Work to be completed: Print the listing once more, exactly as written.

Entries shown:

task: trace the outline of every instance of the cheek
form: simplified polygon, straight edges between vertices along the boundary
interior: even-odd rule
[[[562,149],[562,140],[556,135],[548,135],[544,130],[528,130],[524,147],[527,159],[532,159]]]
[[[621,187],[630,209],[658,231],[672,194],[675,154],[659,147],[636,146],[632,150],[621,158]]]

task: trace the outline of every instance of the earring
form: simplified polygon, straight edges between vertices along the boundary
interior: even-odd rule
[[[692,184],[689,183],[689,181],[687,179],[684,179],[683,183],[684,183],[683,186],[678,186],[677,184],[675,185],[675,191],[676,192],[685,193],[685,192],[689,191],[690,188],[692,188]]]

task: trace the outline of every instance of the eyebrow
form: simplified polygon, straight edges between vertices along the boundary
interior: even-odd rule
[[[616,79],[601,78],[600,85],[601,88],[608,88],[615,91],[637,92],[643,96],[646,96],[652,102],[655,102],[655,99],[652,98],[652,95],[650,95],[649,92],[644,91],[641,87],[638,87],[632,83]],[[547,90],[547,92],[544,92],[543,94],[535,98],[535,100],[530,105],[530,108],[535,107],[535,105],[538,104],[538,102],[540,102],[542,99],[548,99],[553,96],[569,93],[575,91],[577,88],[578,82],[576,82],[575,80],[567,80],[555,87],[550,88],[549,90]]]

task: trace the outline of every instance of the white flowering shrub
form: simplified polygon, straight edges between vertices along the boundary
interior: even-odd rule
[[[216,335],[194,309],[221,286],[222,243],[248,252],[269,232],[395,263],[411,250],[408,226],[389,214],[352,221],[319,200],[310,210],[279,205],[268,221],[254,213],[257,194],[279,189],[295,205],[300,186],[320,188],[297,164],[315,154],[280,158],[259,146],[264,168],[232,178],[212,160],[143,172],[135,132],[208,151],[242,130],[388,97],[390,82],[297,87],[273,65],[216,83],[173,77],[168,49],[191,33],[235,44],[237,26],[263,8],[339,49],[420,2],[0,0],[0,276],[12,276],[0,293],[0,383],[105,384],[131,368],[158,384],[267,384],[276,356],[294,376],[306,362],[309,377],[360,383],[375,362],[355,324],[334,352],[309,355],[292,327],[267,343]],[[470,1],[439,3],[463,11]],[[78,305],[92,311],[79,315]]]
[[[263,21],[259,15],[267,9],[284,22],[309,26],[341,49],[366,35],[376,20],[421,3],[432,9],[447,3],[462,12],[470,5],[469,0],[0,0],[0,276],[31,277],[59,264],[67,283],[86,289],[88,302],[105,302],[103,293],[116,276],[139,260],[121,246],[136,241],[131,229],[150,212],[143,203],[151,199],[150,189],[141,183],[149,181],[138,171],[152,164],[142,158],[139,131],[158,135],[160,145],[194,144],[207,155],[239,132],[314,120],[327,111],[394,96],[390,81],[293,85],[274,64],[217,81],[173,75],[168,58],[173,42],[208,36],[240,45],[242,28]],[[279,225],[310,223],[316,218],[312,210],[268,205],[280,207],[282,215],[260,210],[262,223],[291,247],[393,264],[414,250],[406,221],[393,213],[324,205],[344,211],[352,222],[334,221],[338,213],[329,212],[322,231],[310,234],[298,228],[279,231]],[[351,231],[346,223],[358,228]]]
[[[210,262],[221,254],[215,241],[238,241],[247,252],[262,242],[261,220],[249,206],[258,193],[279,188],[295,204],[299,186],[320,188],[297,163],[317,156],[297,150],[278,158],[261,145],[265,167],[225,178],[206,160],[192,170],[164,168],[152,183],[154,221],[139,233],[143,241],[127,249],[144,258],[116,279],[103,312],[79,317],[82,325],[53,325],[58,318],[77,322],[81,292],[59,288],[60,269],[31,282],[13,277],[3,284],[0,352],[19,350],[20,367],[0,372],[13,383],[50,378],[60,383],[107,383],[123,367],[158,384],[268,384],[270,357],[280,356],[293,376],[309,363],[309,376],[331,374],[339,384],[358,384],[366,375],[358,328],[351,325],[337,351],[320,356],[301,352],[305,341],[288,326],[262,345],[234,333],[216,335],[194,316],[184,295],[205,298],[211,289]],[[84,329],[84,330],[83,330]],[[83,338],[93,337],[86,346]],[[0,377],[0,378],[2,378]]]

Output:
task: trace the outline of every instance of the cheek
form: simplified polygon, straight edges between vertices along the boundary
interior: even-odd rule
[[[562,149],[562,140],[556,135],[548,135],[544,130],[528,130],[524,147],[527,159],[532,159]]]
[[[621,187],[630,209],[658,231],[672,194],[675,154],[659,147],[636,146],[632,150],[621,158]]]

task: trace the outline of every instance of the earring
form: simplified polygon, straight edges between vertices along the boundary
interior: even-odd rule
[[[692,184],[689,183],[689,181],[687,179],[684,179],[683,183],[684,183],[683,186],[678,186],[677,184],[675,185],[675,191],[676,192],[685,193],[685,192],[689,191],[690,188],[692,188]]]

task: trace the outline of every instance of the eyebrow
form: simplified polygon, straight edges between vertices along the boundary
interior: even-odd rule
[[[616,79],[601,78],[600,85],[601,88],[608,88],[615,91],[637,92],[643,96],[646,96],[652,102],[655,102],[655,99],[652,98],[652,95],[650,95],[649,92],[644,91],[641,87],[638,87],[632,83]],[[547,90],[547,92],[544,92],[543,94],[535,98],[535,100],[530,105],[530,108],[535,107],[535,105],[538,104],[538,102],[540,102],[542,99],[548,99],[553,96],[569,93],[575,91],[577,88],[578,82],[576,82],[575,80],[567,80],[555,87],[550,88],[549,90]]]

task: trace the outline of every instance of the white flowering shrub
form: simplified polygon, straight edges between vertices along the boundary
interior: even-odd rule
[[[216,335],[194,309],[221,286],[222,243],[248,252],[269,232],[395,263],[411,250],[408,226],[389,214],[352,221],[319,200],[310,210],[279,205],[268,221],[254,213],[257,194],[279,189],[295,205],[300,186],[320,188],[297,164],[315,154],[280,158],[259,146],[264,168],[232,178],[212,160],[143,172],[135,132],[208,151],[242,130],[388,97],[390,82],[297,87],[273,65],[216,83],[173,77],[168,49],[191,33],[235,44],[237,26],[263,8],[339,49],[420,2],[0,0],[0,276],[12,276],[0,293],[0,383],[105,384],[131,368],[158,384],[267,384],[276,356],[294,376],[306,362],[309,377],[360,383],[375,362],[355,324],[334,352],[309,355],[292,327],[267,343]],[[470,1],[439,3],[463,11]],[[78,305],[92,311],[79,315]]]
[[[263,21],[259,15],[267,9],[284,22],[309,26],[341,49],[366,35],[376,20],[421,3],[432,9],[447,3],[462,12],[470,5],[469,0],[0,0],[0,276],[31,277],[59,264],[67,283],[86,289],[88,302],[105,302],[103,293],[116,276],[139,260],[121,246],[136,241],[131,229],[150,212],[143,203],[151,199],[150,189],[141,183],[149,181],[138,171],[152,164],[142,158],[139,131],[158,135],[160,145],[194,144],[207,155],[239,132],[314,120],[327,111],[394,96],[390,81],[293,85],[274,64],[217,81],[173,75],[168,58],[173,42],[208,36],[240,45],[242,28]],[[279,225],[310,223],[316,218],[312,210],[268,205],[280,207],[282,215],[260,210],[262,223],[291,247],[393,264],[414,250],[406,221],[393,213],[324,205],[344,211],[352,222],[334,221],[338,213],[329,212],[322,231],[310,234],[298,228],[279,231]],[[351,231],[346,223],[358,228]]]
[[[210,262],[221,254],[215,241],[238,241],[247,252],[262,242],[261,220],[249,206],[258,193],[279,188],[295,204],[299,186],[320,188],[297,163],[317,156],[297,150],[278,158],[261,145],[265,167],[225,178],[206,160],[192,170],[164,168],[152,183],[154,221],[139,233],[143,241],[127,249],[144,258],[116,279],[103,312],[79,317],[82,325],[53,325],[58,318],[77,322],[81,292],[59,288],[60,269],[31,282],[13,277],[3,284],[0,352],[19,350],[20,367],[0,372],[13,383],[50,378],[60,383],[107,383],[123,367],[158,384],[268,384],[270,357],[280,356],[293,376],[309,363],[309,376],[331,374],[339,384],[358,384],[366,375],[358,328],[351,325],[337,351],[320,356],[301,352],[305,341],[288,326],[262,345],[234,333],[216,335],[194,316],[184,295],[205,298],[211,289]],[[84,329],[84,330],[83,330]],[[83,338],[93,337],[86,346]],[[0,377],[0,378],[2,378]]]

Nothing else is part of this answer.